Reading passage>
━━━━━━━━━━━━━━━━━━━━
In its brief life, MissionU got lots of money and lots of attention. The startup attracted $11.5 million in venture capital funding, and was featured on CNN Money and the Today Show (see the video).

The idea of MissionU was always interesting. The deal was that students paid nothing up-front for entry into each MissionU training cohort. The “tuition” would come only when the student got a job paying $50K or over, at which point they’d owe 15 percent of their earnings to MissionU for 3 years.  (Maximum payback was set at $45K). 

According to the MissionU website -- which is still live -- the company promised an “education that delivers” built on a “career-focused curriculum” that featured “real-time collaboration” and “real-world projects.” The 1-year MissionU program, a blend of online and city-based learning, was designed to be an “education for the 21st century.” Eighty percent of the program was online, with the remainder in person. The skills that the program promised to teach included:  “...hard skills [such as] business writing, excel modeling, powerpoint and keynote, public speaking, regression analysis, and SQL. Soft skills include persuasive communication, giving and receiving feedback, time management, critical problem solving and team dynamics.” The one “major” available to MissionU students was data analytics and business intelligence. The final three months of the MissionU program were to be spent in an internship.
━━━━━━━━━━━━━━━━━━━━
Provided data>
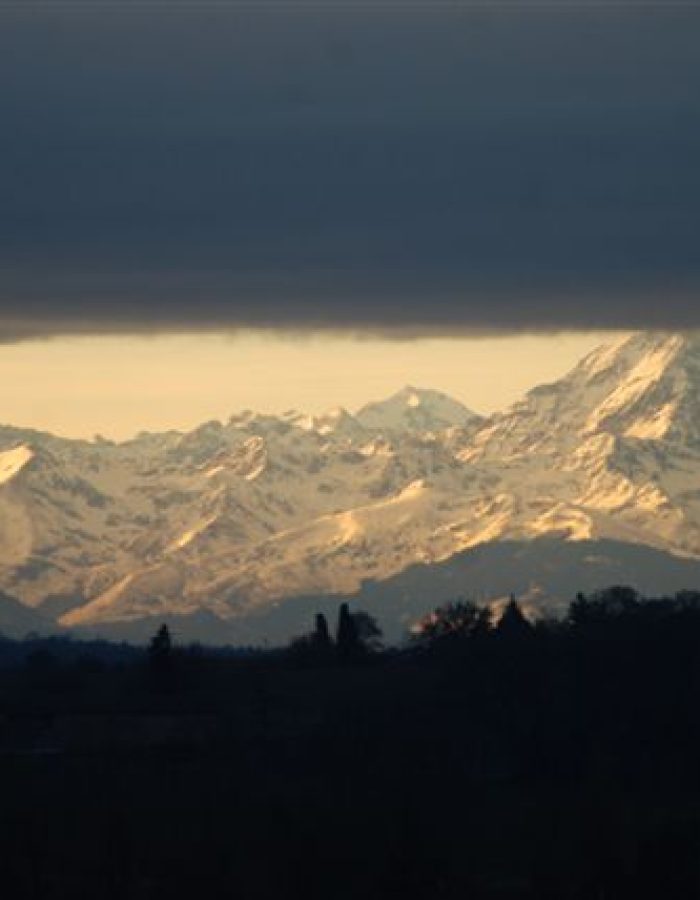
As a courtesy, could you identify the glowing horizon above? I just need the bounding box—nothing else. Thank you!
[0,332,614,440]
━━━━━━━━━━━━━━━━━━━━
Problem to work on> Could you write out the MissionU passage from "In its brief" up to and including "(see the video).", word for word?

Expected answer>
In its brief life, MissionU got lots of money and lots of attention. The startup attracted $11.5 million in venture capital funding, and was featured on CNN Money and the Today Show (see the video).